**What you need to do**
Among the entries below, find all lines that include "sample" and copy them.

**Source records**

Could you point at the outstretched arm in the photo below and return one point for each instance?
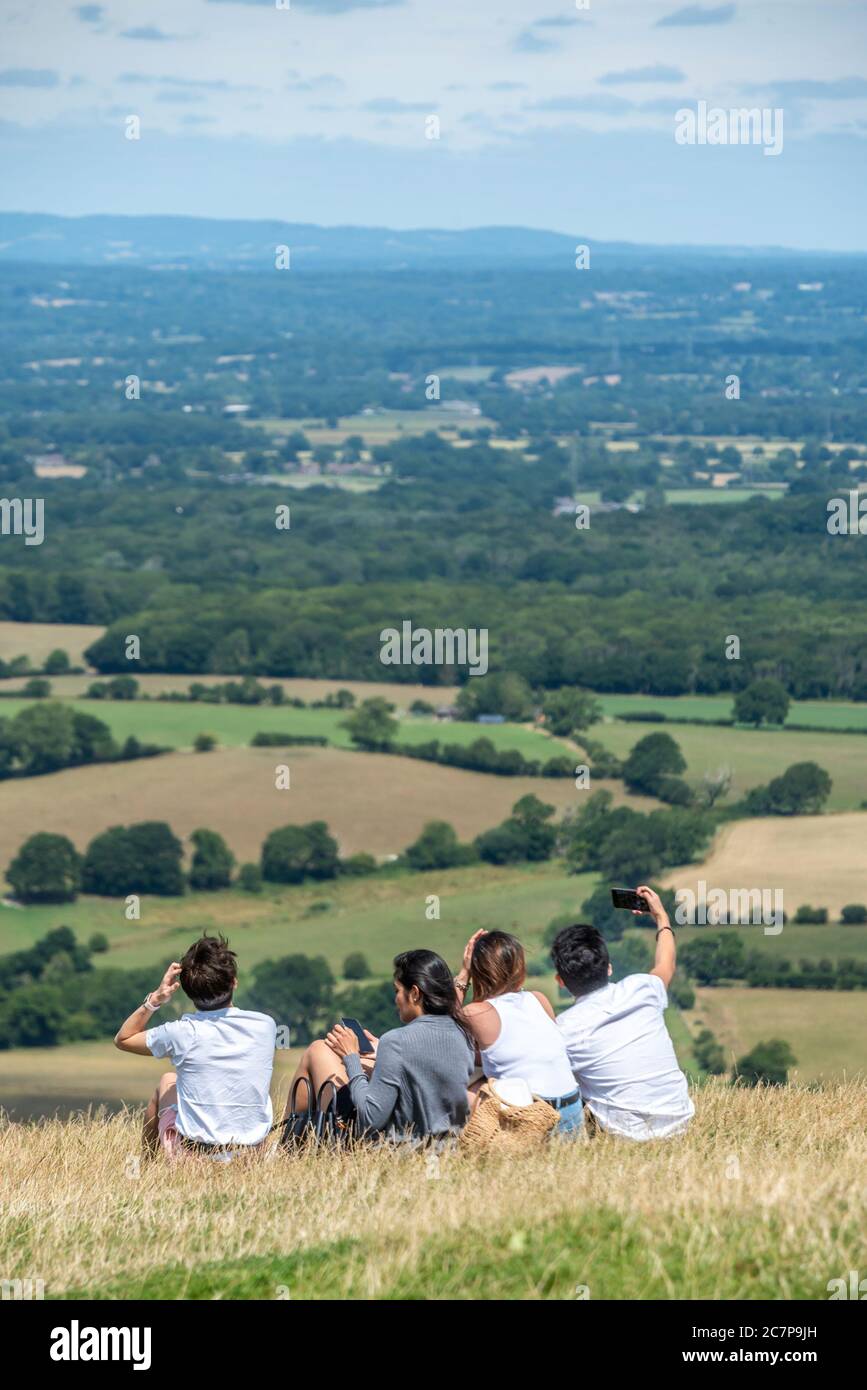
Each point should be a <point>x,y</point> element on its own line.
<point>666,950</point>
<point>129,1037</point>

---

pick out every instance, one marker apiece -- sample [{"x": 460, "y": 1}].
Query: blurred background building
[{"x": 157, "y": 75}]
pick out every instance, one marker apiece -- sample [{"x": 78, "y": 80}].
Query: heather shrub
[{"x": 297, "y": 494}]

**Answer for the task**
pick out every instance, one marker apiece -- sample [{"x": 460, "y": 1}].
pick out every instance, one marker apiece -- sample [{"x": 78, "y": 80}].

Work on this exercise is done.